Please repeat, from the entries that follow, the lines from the one containing "Would you be able to indicate the man in" through the one containing "Target: group of people" exactly, adding nothing.

◇ ◇ ◇ ◇ ◇

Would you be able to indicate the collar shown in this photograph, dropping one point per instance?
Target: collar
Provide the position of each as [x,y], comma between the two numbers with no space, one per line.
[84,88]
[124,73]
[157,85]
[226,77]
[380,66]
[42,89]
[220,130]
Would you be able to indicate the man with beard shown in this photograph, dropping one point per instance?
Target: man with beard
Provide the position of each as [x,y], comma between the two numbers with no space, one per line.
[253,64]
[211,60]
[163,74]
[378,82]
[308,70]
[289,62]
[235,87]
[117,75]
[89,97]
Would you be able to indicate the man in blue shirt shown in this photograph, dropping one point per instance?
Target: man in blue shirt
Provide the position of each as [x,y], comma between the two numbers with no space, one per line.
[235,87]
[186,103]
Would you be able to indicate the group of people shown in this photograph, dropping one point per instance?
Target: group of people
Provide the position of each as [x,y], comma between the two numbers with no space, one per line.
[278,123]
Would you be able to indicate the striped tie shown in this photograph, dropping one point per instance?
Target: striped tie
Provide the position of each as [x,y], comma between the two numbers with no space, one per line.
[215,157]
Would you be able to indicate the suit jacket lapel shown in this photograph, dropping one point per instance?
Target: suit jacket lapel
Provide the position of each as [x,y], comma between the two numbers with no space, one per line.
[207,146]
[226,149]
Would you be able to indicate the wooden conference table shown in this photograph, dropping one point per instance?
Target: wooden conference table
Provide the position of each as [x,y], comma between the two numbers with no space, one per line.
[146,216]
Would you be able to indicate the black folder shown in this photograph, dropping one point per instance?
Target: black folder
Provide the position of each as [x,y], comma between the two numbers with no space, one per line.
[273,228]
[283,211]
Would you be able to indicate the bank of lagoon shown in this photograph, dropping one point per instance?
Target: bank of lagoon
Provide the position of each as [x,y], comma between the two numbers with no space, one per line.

◇ ◇ ◇ ◇ ◇

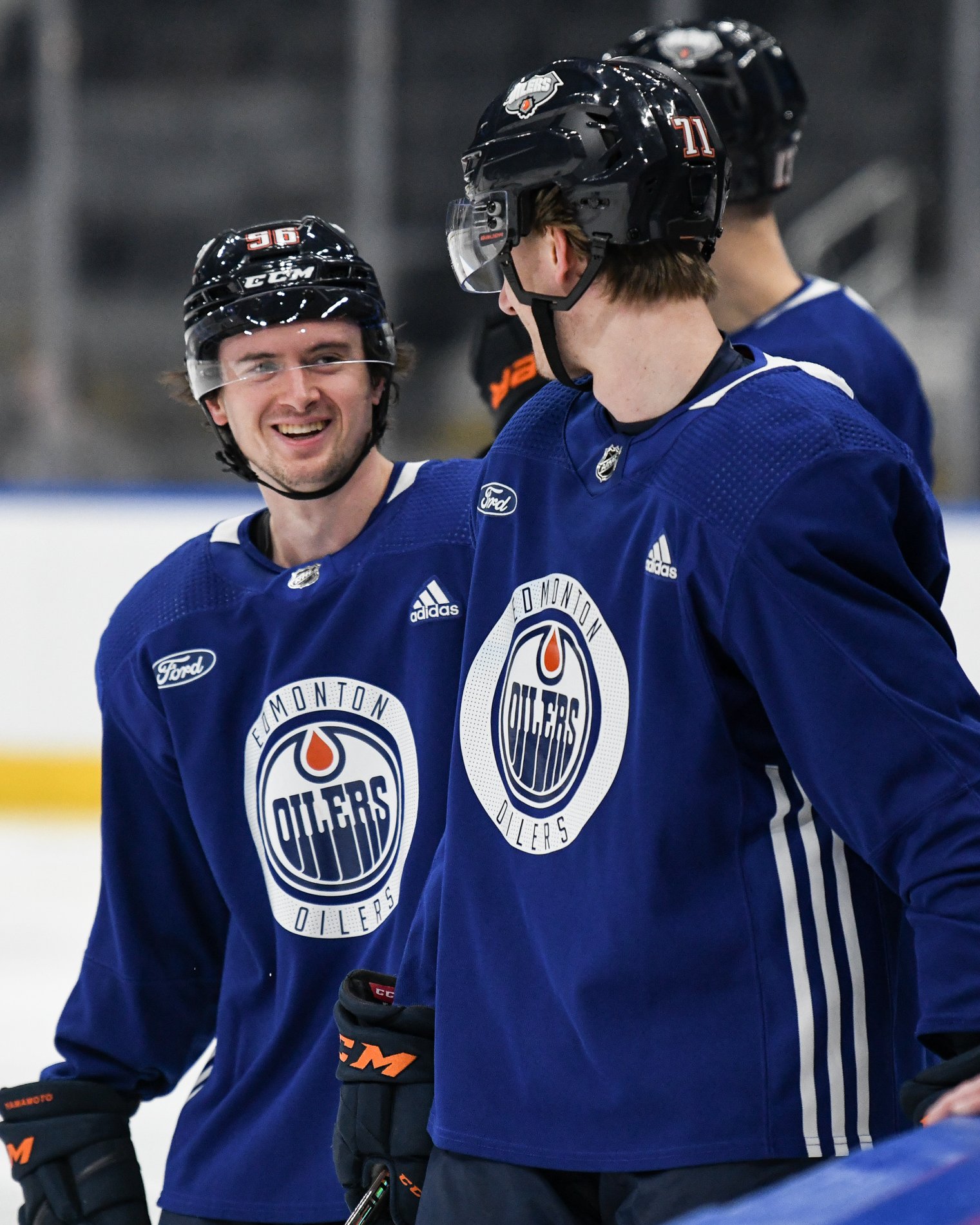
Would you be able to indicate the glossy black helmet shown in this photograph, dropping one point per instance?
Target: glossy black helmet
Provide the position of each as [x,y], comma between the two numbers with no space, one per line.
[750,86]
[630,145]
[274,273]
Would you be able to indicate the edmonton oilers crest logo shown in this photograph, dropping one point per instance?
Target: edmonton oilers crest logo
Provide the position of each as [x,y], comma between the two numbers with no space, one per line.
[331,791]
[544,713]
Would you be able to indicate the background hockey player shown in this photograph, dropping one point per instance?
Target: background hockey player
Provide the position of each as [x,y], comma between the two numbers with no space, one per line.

◇ ◇ ◇ ◇ ◇

__Solution for this exercise__:
Would you be able to indicate the man in blue shirt shown in this photograph, dropping one point per instance?
Target: man in blue shirt
Provide the position of each as [x,y], comma between the two numbers with no space, one per line.
[235,87]
[186,103]
Would you be able to indicate the group of people shown in this photograph, dropping one point per instance?
Target: group of people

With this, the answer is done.